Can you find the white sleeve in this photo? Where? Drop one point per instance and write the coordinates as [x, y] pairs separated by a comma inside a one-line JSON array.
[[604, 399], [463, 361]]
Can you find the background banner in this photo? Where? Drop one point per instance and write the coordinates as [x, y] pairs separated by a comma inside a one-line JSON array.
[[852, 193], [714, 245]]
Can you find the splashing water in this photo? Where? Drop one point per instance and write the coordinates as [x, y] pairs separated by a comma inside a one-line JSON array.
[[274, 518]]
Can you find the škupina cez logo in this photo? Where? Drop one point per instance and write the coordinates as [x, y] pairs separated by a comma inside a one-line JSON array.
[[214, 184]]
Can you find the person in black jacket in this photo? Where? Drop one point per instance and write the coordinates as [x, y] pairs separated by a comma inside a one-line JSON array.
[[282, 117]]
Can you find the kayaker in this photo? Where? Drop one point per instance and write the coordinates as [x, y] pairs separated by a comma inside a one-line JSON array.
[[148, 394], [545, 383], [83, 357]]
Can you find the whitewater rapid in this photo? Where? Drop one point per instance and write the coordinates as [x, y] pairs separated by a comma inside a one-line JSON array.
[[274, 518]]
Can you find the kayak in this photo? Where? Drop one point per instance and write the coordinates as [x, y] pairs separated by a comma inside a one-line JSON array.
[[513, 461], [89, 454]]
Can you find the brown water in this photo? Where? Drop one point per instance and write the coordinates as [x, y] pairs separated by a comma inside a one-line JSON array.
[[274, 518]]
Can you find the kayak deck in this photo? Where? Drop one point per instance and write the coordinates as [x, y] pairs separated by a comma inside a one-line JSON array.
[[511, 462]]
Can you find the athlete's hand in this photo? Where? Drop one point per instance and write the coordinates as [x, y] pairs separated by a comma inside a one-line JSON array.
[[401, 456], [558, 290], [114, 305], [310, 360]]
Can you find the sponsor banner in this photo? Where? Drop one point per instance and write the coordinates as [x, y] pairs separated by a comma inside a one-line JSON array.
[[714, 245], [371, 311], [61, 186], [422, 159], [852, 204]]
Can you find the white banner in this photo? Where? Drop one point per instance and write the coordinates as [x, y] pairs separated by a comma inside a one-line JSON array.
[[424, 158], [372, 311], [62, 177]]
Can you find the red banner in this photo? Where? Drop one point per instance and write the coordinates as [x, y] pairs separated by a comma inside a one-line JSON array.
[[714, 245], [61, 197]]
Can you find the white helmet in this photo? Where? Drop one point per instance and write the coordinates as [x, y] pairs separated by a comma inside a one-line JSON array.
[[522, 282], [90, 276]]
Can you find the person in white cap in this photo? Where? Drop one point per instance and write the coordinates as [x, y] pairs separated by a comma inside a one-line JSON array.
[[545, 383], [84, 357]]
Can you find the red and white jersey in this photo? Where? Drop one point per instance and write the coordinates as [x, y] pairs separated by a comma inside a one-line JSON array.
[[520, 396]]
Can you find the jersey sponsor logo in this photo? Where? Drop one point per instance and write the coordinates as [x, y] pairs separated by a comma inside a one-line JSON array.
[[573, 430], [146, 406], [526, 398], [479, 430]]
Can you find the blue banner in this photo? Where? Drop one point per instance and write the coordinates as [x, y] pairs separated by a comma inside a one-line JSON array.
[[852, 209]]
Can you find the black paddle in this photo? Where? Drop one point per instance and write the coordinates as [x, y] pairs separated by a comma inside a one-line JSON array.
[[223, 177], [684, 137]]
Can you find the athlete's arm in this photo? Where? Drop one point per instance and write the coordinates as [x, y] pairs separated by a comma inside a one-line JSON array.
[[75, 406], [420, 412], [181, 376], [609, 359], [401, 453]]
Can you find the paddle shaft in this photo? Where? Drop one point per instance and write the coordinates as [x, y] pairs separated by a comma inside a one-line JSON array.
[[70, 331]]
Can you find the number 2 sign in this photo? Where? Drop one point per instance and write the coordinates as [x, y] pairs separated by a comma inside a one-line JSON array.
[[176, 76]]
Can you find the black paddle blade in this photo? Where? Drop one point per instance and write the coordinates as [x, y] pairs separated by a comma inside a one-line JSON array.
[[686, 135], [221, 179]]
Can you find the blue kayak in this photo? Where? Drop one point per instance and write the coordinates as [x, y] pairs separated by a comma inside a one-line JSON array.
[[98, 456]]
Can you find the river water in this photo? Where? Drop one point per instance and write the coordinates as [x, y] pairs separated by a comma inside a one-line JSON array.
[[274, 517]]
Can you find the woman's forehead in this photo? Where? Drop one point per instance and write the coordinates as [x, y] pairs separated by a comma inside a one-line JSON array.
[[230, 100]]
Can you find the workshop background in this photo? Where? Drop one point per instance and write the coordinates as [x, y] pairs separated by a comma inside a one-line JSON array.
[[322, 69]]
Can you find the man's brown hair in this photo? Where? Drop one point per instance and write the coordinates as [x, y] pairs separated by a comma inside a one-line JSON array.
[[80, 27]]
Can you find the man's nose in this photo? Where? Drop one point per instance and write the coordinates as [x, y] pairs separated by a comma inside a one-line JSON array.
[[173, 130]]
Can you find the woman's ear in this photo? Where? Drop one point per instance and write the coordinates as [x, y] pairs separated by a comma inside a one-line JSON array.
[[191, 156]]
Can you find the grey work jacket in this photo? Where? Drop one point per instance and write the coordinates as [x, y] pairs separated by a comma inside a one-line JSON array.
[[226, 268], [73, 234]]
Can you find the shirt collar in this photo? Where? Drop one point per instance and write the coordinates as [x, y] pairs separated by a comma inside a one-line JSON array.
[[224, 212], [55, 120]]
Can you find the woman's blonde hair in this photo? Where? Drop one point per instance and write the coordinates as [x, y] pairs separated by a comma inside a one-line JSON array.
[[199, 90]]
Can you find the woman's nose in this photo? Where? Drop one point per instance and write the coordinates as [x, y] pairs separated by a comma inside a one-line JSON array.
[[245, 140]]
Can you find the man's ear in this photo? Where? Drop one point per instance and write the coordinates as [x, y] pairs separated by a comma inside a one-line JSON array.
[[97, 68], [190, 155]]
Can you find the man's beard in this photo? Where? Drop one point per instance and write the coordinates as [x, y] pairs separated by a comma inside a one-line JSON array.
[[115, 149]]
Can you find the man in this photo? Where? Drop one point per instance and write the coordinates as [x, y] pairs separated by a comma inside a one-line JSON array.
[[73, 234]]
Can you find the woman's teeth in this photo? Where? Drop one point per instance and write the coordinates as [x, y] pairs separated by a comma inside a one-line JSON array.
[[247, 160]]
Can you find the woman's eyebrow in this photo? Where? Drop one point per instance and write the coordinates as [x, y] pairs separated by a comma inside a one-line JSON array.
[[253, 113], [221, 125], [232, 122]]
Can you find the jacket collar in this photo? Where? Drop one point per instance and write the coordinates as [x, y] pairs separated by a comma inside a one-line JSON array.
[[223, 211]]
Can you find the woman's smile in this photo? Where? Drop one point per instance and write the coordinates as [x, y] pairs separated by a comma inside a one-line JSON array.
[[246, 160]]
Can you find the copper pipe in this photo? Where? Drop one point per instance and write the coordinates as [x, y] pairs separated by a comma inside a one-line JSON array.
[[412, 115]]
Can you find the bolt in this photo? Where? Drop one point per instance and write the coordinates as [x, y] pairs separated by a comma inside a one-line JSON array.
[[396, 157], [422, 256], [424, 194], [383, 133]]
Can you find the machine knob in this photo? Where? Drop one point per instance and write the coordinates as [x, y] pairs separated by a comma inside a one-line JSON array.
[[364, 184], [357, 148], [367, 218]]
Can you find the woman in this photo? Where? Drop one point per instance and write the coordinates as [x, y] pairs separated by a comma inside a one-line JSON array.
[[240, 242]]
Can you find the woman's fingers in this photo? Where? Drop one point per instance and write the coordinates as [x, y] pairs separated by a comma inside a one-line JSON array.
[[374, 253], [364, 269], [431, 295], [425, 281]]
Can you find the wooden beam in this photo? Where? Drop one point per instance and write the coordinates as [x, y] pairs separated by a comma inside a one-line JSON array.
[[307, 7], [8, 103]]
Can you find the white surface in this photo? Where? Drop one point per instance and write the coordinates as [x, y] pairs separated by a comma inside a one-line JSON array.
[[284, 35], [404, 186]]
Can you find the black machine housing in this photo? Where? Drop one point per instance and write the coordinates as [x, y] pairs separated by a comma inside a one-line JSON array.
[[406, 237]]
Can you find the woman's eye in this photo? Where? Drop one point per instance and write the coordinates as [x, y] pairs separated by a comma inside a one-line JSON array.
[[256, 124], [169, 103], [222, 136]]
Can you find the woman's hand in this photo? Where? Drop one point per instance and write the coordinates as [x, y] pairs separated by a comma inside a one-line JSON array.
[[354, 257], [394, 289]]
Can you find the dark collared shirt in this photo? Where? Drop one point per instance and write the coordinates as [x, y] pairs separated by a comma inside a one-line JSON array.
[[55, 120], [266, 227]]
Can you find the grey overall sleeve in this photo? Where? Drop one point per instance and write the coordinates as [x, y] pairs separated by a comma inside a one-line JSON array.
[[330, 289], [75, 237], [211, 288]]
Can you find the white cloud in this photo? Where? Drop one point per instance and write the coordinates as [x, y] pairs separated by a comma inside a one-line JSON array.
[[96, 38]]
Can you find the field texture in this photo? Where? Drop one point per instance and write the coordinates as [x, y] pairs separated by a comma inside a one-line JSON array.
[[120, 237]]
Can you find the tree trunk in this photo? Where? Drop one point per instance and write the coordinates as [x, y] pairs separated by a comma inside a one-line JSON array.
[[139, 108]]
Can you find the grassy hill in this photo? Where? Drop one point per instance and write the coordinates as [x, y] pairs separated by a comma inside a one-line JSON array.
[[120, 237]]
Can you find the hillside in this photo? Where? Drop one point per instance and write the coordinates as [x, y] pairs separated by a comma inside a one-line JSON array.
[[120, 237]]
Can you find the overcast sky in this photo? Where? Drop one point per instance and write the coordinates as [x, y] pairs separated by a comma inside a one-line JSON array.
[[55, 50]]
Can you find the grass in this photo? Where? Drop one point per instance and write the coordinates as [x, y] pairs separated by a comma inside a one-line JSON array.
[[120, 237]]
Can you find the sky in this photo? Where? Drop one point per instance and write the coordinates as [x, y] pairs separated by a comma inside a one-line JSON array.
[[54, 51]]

• Request
Switch "instance" to "occurrence" in everything from the line containing "Can you find the number" down to the line containing "[[274, 517]]", and give those lines again with nothing else changed.

• Exercise output
Can you find the number 2 sign in this photo? Where? Drop one point per occurrence and write the coordinates as [x, y] pairs separated by a comma inside a one-line JSON array.
[[176, 76]]
Can you find the black paddle blade in this photo? Where? Drop one point per occurrence and write the coordinates as [x, y] pairs separated by a comma inside a one-line JSON array.
[[686, 135], [221, 179]]
Can you find the blue kayak in this photo? Where? Drop one point per occurrence and write the coordinates as [x, y] pairs separated by a comma inside a one-line JSON array.
[[98, 456]]
Can you find the river water in this photo? Where? Drop one point per occurrence and write the coordinates as [x, y] pairs separated by a comma inside a one-line JSON array.
[[274, 517]]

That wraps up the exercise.